PROMPT:
Output the data below word for word, omitting the pictures.

RECORD SET:
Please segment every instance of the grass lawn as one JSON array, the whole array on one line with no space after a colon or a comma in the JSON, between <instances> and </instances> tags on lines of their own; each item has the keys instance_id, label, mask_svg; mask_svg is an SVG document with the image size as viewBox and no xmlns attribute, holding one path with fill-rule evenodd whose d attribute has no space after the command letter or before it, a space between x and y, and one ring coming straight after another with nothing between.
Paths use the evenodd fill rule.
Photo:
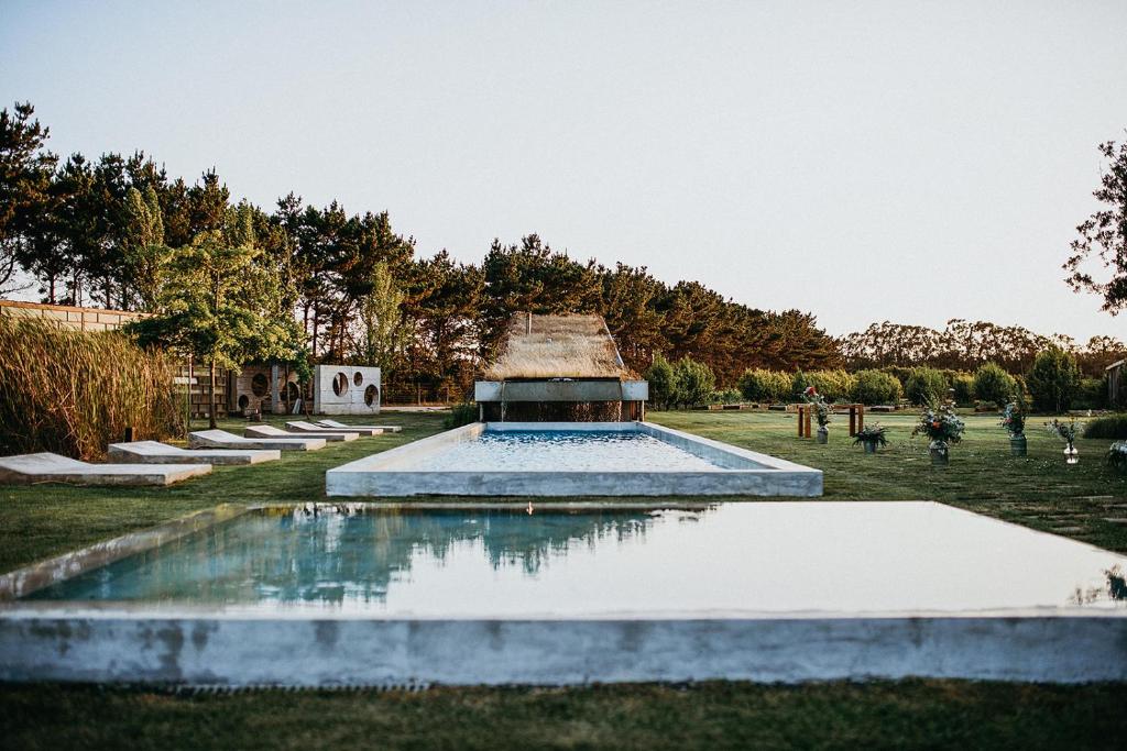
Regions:
<instances>
[{"instance_id":1,"label":"grass lawn","mask_svg":"<svg viewBox=\"0 0 1127 751\"><path fill-rule=\"evenodd\" d=\"M1127 553L1127 480L1103 465L1110 441L1081 440L1081 464L1030 420L1029 456L1011 457L992 415L967 417L951 464L933 470L913 415L869 415L890 446L866 456L845 419L828 446L795 437L779 413L651 412L654 422L825 471L827 500L938 500ZM273 419L279 423L283 419ZM364 420L371 422L372 420ZM364 422L361 421L361 422ZM10 571L218 503L309 502L323 473L442 429L442 417L385 413L401 433L216 467L167 489L0 486L0 571ZM241 430L241 421L225 427ZM816 501L813 501L816 502ZM1127 686L970 681L715 682L689 687L438 688L411 692L250 691L192 696L99 687L0 686L10 748L1115 748Z\"/></svg>"}]
</instances>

TASK RESULT:
Please segment every instance of the grass lawn as one JSON array, the whole array on one line with no space after a colon or a comma in the JSON, between <instances> and </instances> tags on lines of their own; each item has the keys instance_id, label, mask_svg; mask_svg is an SVG document with the image size as viewBox and no xmlns attribute, holding one path with fill-rule evenodd whose d attribute has no space after the command letter or before it, a space between x and y, and one ring coming straight after another with nothing between.
Paths use the evenodd fill rule.
Photo:
Regions:
<instances>
[{"instance_id":1,"label":"grass lawn","mask_svg":"<svg viewBox=\"0 0 1127 751\"><path fill-rule=\"evenodd\" d=\"M1127 553L1127 480L1103 465L1110 441L1081 440L1081 464L1030 420L1029 456L1011 457L992 415L967 417L951 464L933 470L913 415L869 415L890 446L866 456L845 419L828 446L795 437L779 413L651 412L654 422L825 471L827 500L938 500ZM273 419L279 423L283 419ZM364 420L371 422L372 420ZM364 422L361 421L361 422ZM10 571L218 503L309 502L323 473L442 429L442 417L385 413L401 433L216 467L167 489L0 486L0 571ZM241 430L241 421L225 427ZM816 501L813 501L816 502ZM1127 686L970 681L715 682L689 687L438 688L411 692L250 691L192 696L99 687L0 686L10 748L1115 748Z\"/></svg>"}]
</instances>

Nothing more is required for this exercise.